Passage to read
--

Anita Howell, 42, met her husband Simon, 42, when they were working together at the Royal Free Hospital, in London, in 1995. They now have two children together, ten-year-old Sarah and four-year-old James.
The family, from Burgess Hill, West Sussex, have always had to deal with chronic health problems, as Simon was born with Renal Dysplasia, a condition that meant he would need a kidney transplant later in his life.
However they didn’t anticipate ever having to deliver news to their children that while their dad’s life depended on finding a suitable donor, their mum would also be undergoing treatment for cancer.
“To be honest in some bizarre way, it still doesn’t feel real to us both and we keep thinking that we’re going to wake up from a bad dream,” Anita said.
“We have always been honest with our children, so that continued with my diagnosis.”
Simon received an organ donation from his own mother in 2004. He began to get better, but the kidney failed just five years later, sending him back to square one: having to be kept alive by daily dialysis sessions at home until a suitable donor can be found.
As a result, the parents have always been candid with their children about their father’s health prognosis.
Anita said: “As Simon is a doctor and I trained as a paediatric nurse, we used our own medical knowledge to explain dialysis and transplantation in an age appropriate manner.
“The children know for example that daddy’s kidneys don’t work anymore, that grandma gave him one of hers and that sadly that doesn’t work now either, and that the doctors and nurses are looking for a kidney for daddy.
“They also know that daddy needs to do daily dialysis until he gets a new kidney and that daddy has to be careful of his dialysis arm where his fistula is and can’t carry heavy things, including them.”

--

Work task
List every person mentioned by name in the passage about the Howell family.

(Dataset excerpts)

--

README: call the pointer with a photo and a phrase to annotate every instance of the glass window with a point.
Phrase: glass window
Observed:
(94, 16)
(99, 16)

--

Response
Anita Howell, Simon, Sarah, James